The mediating role of sleep in the relationship between Indigenous status and body mass index in Australian school-aged children Academic Article uri icon


  • Aim

    Associations between sleep duration and obesity and between obesity and chronic illness are established. Current rates of obesity for all Australian people are rising. Recent reports indicate that high body mass index (BMI) is a leading contributor to overall burden of disease for Indigenous Australians. Understanding the factors that contribute to higher rates of obesity in Indigenous people is critical to developing effective interventions for reducing morbidity and premature mortality in this population. To explore the effect of sleep duration on the relationship between Indigenous status and BMI in Australian children.


    716 non-Indigenous and 186 Indigenous children aged 5-12 years in the Australian Health Survey 2011-2013. Primary carers were interviewed regarding children's sleep times; BMI was derived from measurement.


    Analysis of covariance revealed that regardless of a number of demographic and socio-economic status markers, sleep duration and Indigenous status were independent predictors of BMI. However when both predictors were considered together, only sleep duration remained predictive of BMI.


    Sleep duration plays an important mediating role in the relationship between Indigenous status and BMI in this Australian sample. Modification of sleep duration for Indigenous children may lead to longer-term positive health outcomes.

> **Recorded information**
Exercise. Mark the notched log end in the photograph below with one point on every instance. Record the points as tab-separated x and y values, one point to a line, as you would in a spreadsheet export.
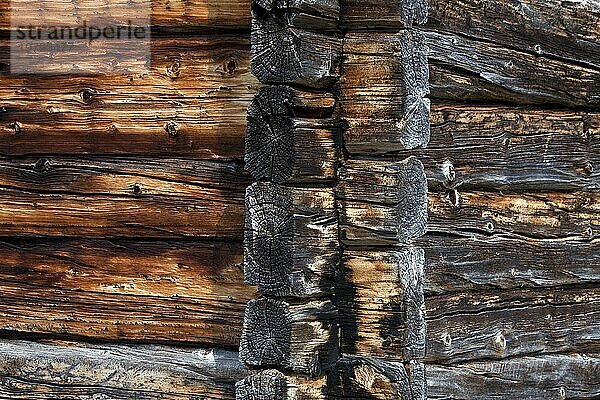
268	236
267	334
270	135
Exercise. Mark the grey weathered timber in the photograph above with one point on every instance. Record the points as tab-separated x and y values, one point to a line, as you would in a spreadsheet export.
382	91
464	326
300	338
546	215
360	378
290	240
481	262
536	377
35	371
558	29
508	148
275	385
381	304
284	51
464	69
284	140
382	202
370	14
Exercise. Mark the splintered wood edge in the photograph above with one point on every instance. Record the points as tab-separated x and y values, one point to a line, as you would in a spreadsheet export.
297	338
275	385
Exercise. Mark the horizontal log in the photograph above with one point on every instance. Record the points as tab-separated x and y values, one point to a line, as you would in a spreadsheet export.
459	264
501	324
539	377
382	91
192	102
535	215
113	197
500	148
380	301
275	385
130	290
359	378
553	28
301	338
229	14
464	69
382	202
284	140
284	52
31	371
370	14
290	240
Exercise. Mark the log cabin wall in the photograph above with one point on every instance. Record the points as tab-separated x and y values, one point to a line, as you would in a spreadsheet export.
128	200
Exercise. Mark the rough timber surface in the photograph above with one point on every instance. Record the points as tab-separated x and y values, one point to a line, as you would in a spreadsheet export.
65	370
535	377
133	290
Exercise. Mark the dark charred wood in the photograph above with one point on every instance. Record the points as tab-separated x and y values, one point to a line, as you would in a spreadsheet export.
300	338
381	304
291	243
382	91
275	385
281	145
359	378
382	202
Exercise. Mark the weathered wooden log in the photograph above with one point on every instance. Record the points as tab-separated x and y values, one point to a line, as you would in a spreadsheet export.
192	102
464	69
536	377
291	240
301	338
503	148
31	371
359	378
533	215
382	202
275	385
502	324
152	291
553	28
370	14
459	264
380	300
382	91
170	15
284	51
283	143
116	197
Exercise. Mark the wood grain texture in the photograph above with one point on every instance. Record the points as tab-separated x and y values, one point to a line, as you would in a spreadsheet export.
151	291
360	378
501	324
381	305
288	138
32	371
465	69
569	30
534	215
537	377
480	262
382	202
275	385
290	240
116	197
192	103
506	148
300	338
382	91
370	14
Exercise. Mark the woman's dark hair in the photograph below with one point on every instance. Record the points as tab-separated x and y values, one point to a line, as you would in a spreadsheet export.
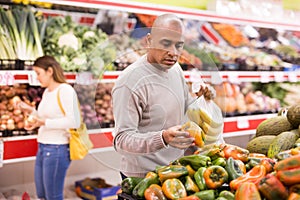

> **Questions**
1 - In the abstract on sleep, Indigenous status and BMI, which predictor remained predictive of BMI when both predictors were considered together?
2 - List every numerical figure the abstract on sleep, Indigenous status and BMI gives about the study sample and its data source.
3 - From the abstract on sleep, Indigenous status and BMI, reproduce the stretch from "The mediating role" through "in Australian children.".

> **Results for the exercise**
1 - Sleep duration.

2 -
- 716 non-Indigenous children
- 186 Indigenous children
- Aged 5-12 years
- Australian Health Survey 2011-2013

3 -
The mediating role of sleep in the relationship between Indigenous status and body mass index in Australian school-aged children Academic Article uri icon


  • Aim

    Associations between sleep duration and obesity and between obesity and chronic illness are established. Current rates of obesity for all Australian people are rising. Recent reports indicate that high body mass index (BMI) is a leading contributor to overall burden of disease for Indigenous Australians. Understanding the factors that contribute to higher rates of obesity in Indigenous people is critical to developing effective interventions for reducing morbidity and premature mortality in this population. To explore the effect of sleep duration on the relationship between Indigenous status and BMI in Australian children.